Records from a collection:
===
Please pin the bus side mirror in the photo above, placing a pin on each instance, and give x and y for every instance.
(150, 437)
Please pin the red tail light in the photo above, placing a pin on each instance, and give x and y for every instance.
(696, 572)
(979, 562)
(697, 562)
===
Rescale the entries above by writing out every line again, with each x and y coordinate in the answers multiplied by 1.25 and rounded to a whole number, halves going up. Leave all other text unchanged.

TASK OUTPUT:
Please pin the bus side mirror in the photo above, placing a pin on each instance, and give x and y for every instance.
(188, 546)
Please pin the red tail light in the photo above, placing a pin on each instance, and give x and y for every instance.
(870, 715)
(1224, 703)
(871, 703)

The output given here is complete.